> [Your instructions]: Report every line of the entries below that contains the word "computer". Copy each such line in full.

> [Entries from an annotation dataset]:
┄┄┄┄┄┄┄┄┄┄┄┄┄┄┄┄┄┄┄┄

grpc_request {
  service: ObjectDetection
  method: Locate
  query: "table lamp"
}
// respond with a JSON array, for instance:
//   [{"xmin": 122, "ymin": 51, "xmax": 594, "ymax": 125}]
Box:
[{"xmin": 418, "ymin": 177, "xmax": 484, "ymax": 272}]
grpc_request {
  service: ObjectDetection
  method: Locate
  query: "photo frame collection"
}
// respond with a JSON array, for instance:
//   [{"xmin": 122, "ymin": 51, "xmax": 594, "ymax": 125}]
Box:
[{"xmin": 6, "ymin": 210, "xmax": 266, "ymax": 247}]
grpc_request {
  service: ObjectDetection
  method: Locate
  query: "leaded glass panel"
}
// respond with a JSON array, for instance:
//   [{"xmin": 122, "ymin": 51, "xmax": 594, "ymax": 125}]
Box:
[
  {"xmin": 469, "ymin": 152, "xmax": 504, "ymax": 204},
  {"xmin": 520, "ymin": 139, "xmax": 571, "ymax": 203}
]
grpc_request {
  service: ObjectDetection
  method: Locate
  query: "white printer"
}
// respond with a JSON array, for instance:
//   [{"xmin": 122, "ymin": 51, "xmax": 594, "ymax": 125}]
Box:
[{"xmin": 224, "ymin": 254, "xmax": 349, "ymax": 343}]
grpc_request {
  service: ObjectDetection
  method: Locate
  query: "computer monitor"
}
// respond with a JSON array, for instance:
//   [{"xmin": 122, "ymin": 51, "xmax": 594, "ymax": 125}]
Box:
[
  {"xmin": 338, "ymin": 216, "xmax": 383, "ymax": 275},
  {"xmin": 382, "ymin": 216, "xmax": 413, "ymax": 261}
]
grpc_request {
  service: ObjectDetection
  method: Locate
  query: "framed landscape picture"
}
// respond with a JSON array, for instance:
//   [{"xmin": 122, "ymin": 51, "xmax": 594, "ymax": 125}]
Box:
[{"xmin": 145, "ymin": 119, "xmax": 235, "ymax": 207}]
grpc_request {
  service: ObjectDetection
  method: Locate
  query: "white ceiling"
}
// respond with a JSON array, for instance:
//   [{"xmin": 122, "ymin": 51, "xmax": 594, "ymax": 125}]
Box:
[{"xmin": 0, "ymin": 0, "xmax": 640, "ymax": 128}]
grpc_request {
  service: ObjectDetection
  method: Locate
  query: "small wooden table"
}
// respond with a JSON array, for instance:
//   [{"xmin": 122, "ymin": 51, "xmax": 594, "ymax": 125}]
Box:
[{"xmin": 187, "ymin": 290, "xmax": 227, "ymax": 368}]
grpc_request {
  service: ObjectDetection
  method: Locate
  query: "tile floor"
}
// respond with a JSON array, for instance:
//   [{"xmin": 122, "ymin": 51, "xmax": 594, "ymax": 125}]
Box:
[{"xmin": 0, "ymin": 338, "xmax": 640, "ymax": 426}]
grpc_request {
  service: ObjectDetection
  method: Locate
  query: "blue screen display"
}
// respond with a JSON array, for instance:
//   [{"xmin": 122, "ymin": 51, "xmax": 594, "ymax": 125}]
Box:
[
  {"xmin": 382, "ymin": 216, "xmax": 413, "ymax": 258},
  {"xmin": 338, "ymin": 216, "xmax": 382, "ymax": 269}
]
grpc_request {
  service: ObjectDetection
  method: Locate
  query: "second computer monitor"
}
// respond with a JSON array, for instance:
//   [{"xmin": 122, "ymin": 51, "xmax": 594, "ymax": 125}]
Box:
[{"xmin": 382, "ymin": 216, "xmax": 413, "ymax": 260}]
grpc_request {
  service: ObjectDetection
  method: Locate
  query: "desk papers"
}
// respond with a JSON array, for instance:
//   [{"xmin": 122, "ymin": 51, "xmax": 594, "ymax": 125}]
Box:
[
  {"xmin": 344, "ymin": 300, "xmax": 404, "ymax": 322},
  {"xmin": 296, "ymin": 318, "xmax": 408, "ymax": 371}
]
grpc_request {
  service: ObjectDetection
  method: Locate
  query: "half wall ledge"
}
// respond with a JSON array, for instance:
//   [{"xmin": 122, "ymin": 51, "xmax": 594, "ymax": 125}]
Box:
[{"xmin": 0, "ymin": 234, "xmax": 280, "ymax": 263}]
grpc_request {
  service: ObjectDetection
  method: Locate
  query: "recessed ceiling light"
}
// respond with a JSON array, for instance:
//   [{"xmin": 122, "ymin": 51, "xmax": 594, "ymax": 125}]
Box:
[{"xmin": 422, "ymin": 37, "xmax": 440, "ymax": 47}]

┄┄┄┄┄┄┄┄┄┄┄┄┄┄┄┄┄┄┄┄

> [Finished task]:
  query: "computer monitor"
  query: "second computer monitor"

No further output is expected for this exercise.